→ EXTRACTED TEXT
···
# 2004 NISSAN SENTRA 1.8L ISSUES!



## treymyers1124 (Jul 21, 2014)

Hey there!
I am looking for some help with a couple issues I'm having with my 2004 Sentra (1.8L).
When I'm driving, some days, I have no real issues with it. However, 9 times out of 10 the whole car just bucks really deep (you could make a milkshake just sitting in the thing) and there is absolutely no pick-up. I live in the Midwest, so everything is extremely flat, no hills to worry about. It has a ton of difficulty doing anything over 40 comfortably (sometimes even just 35). In addition to this, my check engine light has been on and when my friend read it, it came back as "Cylinder 1 Misfire". As of recent, the light just blinks now when it is having the bucking issue. 
Secondly, I am having an issue with my gas tank or something. When I take the cap out, it makes this hissing sound like its releasing a ton of air/pressure, and then it takes me forever to pump the gas. It clicks off every few cents and sometimes spits back out at me. 
If anyone can help lead me in the right directions, that would be excellent. Thanks.


----------



## SPEEDO (Jun 9, 2003)

have you pulled any codes? thinking cam/crank sensor. alot of pressure (gas cap) I would check the vent control valve on the evap canister (behind lt rr tire) couple of thoughts anyway


----------



## thedarkprince98 (Jun 27, 2020)

treymyers1124 said:


> Hey there!
> I am looking for some help with a couple issues I'm having with my 2004 Sentra (1.8L).
> When I'm driving, some days, I have no real issues with it. However, 9 times out of 10 the whole car just bucks really deep (you could make a milkshake just sitting in the thing) and there is absolutely no pick-up. I live in the Midwest, so everything is extremely flat, no hills to worry about. It has a ton of difficulty doing anything over 40 comfortably (sometimes even just 35). In addition to this, my check engine light has been on and when my friend read it, it came back as "Cylinder 1 Misfire". As of recent, the light just blinks now when it is having the bucking issue.
> Secondly, I am having an issue with my gas tank or something. When I take the cap out, it makes this hissing sound like its releasing a ton of air/pressure, and then it takes me forever to pump the gas. It clicks off every few cents and sometimes spits back out at me.
> If anyone can help lead me in the right directions, that would be excellent. Thanks.





treymyers1124 said:


> Hey there!
> I am looking for some help with a couple issues I'm having with my 2004 Sentra (1.8L).
···
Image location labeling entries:

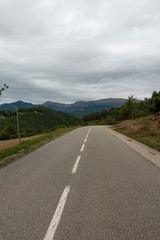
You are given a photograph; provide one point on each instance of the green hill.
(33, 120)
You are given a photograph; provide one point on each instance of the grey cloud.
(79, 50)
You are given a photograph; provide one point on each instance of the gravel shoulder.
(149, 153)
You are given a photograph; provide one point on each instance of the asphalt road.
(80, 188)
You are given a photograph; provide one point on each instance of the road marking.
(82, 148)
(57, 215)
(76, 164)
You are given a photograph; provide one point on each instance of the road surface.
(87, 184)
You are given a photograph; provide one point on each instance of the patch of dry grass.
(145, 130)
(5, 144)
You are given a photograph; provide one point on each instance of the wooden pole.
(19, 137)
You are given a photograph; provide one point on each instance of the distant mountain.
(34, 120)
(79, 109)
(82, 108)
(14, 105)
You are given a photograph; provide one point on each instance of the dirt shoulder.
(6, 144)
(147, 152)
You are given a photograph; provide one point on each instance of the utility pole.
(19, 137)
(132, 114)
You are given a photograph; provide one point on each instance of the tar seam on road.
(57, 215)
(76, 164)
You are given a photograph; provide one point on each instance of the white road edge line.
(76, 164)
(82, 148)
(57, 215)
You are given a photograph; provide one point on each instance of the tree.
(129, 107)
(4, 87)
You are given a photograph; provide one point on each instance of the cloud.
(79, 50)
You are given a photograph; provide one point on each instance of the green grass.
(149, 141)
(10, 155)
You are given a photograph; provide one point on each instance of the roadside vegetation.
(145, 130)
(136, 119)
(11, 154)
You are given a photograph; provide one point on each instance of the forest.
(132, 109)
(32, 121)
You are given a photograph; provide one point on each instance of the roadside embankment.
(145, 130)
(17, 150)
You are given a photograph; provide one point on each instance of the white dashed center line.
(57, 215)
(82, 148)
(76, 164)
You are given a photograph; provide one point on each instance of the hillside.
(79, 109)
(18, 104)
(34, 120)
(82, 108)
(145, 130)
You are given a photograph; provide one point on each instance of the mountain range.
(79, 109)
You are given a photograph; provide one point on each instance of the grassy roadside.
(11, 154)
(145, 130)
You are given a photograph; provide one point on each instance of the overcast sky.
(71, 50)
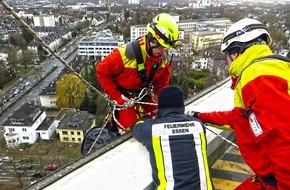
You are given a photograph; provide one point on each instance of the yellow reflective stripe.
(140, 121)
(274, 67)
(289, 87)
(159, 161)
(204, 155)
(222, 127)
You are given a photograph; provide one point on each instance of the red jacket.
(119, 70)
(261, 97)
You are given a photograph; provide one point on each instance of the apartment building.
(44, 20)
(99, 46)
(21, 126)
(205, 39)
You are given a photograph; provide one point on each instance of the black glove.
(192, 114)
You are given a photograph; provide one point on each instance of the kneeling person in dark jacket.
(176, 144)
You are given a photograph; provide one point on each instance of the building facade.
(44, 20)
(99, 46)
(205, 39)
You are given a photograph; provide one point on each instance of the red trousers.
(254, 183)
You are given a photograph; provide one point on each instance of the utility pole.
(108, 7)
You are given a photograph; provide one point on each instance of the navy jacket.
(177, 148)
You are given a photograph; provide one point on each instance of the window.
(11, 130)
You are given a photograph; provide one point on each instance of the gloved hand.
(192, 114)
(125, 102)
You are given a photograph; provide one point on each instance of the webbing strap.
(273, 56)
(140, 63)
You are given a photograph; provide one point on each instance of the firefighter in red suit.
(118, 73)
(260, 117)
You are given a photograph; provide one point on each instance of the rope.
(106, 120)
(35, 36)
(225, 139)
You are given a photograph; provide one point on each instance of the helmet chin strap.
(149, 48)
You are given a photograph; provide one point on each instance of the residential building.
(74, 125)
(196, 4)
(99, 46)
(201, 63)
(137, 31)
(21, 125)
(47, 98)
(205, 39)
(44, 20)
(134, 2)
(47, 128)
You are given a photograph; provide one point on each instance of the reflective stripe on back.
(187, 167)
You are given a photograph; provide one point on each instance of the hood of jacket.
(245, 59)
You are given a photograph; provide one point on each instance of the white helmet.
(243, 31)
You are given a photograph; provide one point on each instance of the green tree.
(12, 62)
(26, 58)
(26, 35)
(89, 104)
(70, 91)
···
→ REQUESTS
1) Write out the part of the Sentra forum thread that begins at the words "have you pulled" and stops after "(Jun 27, 2020)".
2) Carry on the Sentra forum thread from where it stops.

→ TASK-BY-TASK OUTPUTS
1)
have you pulled any codes? thinking cam/crank sensor. alot of pressure (gas cap) I would check the vent control valve on the evap canister (behind lt rr tire) couple of thoughts anyway


----------



## thedarkprince98 (Jun 27, 2020)

2)
> When I'm driving, some days, I have no real issues with it. However, 9 times out of 10 the whole car just bucks really deep (you could make a milkshake just sitting in the thing) and there is absolutely no pick-up. I live in the Midwest, so everything is extremely flat, no hills to worry about. It has a ton of difficulty doing anything over 40 comfortably (sometimes even just 35). In addition to this, my check engine light has been on and when my friend read it, it came back as "Cylinder 1 Misfire". As of recent, the light just blinks now when it is having the bucking issue.
> Secondly, I am having an issue with my gas tank or something. When I take the cap out, it makes this hissing sound like its releasing a ton of air/pressure, and then it takes me forever to pump the gas. It clicks off every few cents and sometimes spits back out at me.
> If anyone can help lead me in the right directions, that would be excellent. Thanks.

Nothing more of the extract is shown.